Etiketli alan sınır öğeleri:

━━━━━━━━━━━━━━━━━━━━

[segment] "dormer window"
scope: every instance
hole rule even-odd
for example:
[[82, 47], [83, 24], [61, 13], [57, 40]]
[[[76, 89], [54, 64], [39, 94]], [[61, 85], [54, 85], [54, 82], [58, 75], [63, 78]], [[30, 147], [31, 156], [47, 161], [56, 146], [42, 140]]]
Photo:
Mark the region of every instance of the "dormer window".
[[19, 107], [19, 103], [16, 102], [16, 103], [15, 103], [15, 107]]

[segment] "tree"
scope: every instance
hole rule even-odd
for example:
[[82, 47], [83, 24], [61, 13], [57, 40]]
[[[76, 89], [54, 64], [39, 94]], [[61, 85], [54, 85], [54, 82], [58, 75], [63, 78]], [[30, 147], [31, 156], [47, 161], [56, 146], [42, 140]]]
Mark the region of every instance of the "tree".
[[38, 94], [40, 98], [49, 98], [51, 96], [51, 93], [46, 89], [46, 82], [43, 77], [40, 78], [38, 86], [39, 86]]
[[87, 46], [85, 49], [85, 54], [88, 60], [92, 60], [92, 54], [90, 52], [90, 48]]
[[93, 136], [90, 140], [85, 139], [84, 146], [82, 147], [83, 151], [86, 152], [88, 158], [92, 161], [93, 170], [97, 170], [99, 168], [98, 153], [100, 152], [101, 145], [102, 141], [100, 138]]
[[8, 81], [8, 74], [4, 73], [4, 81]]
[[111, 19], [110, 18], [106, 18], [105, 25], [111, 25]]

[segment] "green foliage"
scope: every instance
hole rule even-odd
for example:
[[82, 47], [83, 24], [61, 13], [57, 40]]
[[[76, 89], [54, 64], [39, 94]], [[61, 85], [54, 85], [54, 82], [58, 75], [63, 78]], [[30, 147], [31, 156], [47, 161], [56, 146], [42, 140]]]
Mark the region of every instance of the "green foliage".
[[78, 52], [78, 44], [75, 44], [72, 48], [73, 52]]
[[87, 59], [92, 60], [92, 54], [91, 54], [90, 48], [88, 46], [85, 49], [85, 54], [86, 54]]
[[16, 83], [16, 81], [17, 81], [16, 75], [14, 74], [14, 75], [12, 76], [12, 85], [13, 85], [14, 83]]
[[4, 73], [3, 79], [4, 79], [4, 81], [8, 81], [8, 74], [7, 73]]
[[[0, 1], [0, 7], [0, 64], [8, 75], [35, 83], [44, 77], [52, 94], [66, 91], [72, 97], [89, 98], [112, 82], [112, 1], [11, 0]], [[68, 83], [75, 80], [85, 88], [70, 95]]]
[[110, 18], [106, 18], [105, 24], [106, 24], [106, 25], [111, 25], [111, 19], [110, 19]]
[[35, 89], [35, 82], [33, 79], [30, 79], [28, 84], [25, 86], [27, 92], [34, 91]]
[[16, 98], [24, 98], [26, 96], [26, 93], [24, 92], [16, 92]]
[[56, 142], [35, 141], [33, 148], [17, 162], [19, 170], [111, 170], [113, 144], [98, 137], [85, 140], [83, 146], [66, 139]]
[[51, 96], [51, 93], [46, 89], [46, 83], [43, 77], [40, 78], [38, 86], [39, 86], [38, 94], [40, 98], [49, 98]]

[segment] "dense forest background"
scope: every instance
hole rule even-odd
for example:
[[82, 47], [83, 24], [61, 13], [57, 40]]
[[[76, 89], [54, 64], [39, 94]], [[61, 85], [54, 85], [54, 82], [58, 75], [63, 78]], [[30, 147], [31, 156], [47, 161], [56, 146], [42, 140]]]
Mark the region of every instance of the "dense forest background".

━━━━━━━━━━━━━━━━━━━━

**Çalışılacak Problem**
Yukarıdaki materyalin tamamını, hiçbir satırı değiştirmeden ve atlamadan kopyalayın.

**Problemin Cevabı**
[segment] "dormer window"
scope: every instance
hole rule even-odd
for example:
[[82, 47], [83, 24], [61, 13], [57, 40]]
[[[76, 89], [54, 64], [39, 94]], [[61, 85], [54, 85], [54, 82], [58, 75], [63, 78]], [[30, 147], [31, 156], [47, 161], [56, 146], [42, 140]]]
Photo:
Mark the region of every instance of the "dormer window".
[[19, 107], [19, 103], [16, 102], [16, 103], [15, 103], [15, 107]]

[segment] "tree"
scope: every instance
hole rule even-odd
for example:
[[82, 47], [83, 24], [61, 13], [57, 40]]
[[[76, 89], [54, 64], [39, 94]], [[61, 85], [54, 85], [54, 82], [58, 75], [63, 78]], [[30, 147], [31, 156], [47, 161], [56, 146], [42, 140]]]
Mark the region of every instance of the "tree".
[[38, 94], [40, 98], [49, 98], [51, 96], [51, 93], [46, 89], [46, 82], [43, 77], [40, 78], [38, 86], [39, 86]]
[[87, 46], [85, 49], [85, 54], [88, 60], [92, 60], [92, 54], [90, 52], [90, 48]]
[[93, 136], [90, 140], [85, 139], [84, 146], [82, 147], [83, 151], [86, 152], [88, 158], [92, 161], [93, 170], [97, 170], [99, 168], [98, 153], [100, 152], [101, 145], [102, 141], [100, 138]]
[[8, 81], [8, 74], [4, 73], [4, 81]]
[[111, 19], [110, 18], [106, 18], [105, 25], [111, 25]]

[segment] "green foliage"
scope: every instance
hole rule even-odd
for example:
[[82, 47], [83, 24], [61, 13], [57, 40]]
[[[76, 89], [54, 64], [39, 94]], [[61, 85], [54, 85], [54, 82], [58, 75], [63, 78]], [[30, 147], [31, 156], [47, 161], [56, 146], [42, 140]]]
Mark the region of every instance of the "green foliage".
[[78, 52], [78, 44], [75, 44], [72, 48], [73, 52]]
[[87, 59], [92, 60], [92, 54], [91, 54], [90, 48], [88, 46], [85, 49], [85, 54], [86, 54]]
[[16, 83], [16, 81], [17, 81], [16, 75], [14, 74], [14, 75], [12, 76], [12, 85], [13, 85], [14, 83]]
[[4, 73], [3, 79], [4, 79], [4, 81], [8, 81], [8, 74], [7, 73]]
[[[0, 1], [0, 7], [0, 64], [8, 75], [35, 83], [44, 77], [52, 94], [66, 91], [72, 97], [89, 98], [112, 82], [112, 1], [11, 0]], [[68, 83], [75, 80], [85, 88], [70, 95]]]
[[110, 18], [106, 18], [105, 24], [106, 24], [106, 25], [111, 25], [111, 19], [110, 19]]
[[35, 89], [35, 82], [33, 79], [30, 79], [28, 84], [25, 86], [27, 92], [34, 91]]
[[16, 98], [24, 98], [26, 96], [26, 93], [24, 92], [16, 92]]
[[56, 142], [35, 141], [33, 148], [17, 162], [19, 170], [111, 170], [113, 144], [98, 137], [85, 140], [83, 146], [66, 139]]
[[51, 96], [51, 93], [46, 89], [46, 83], [43, 77], [40, 78], [38, 86], [39, 86], [38, 94], [40, 98], [49, 98]]

[segment] "dense forest background"
scope: every instance
hole rule even-odd
for example:
[[82, 47], [83, 24], [61, 13], [57, 40]]
[[[76, 89], [54, 64], [39, 94]], [[61, 85], [54, 85], [54, 82], [58, 75], [63, 78]], [[30, 147], [31, 156], [47, 161], [56, 146], [42, 140]]]
Mark the region of every instance of the "dense forest background".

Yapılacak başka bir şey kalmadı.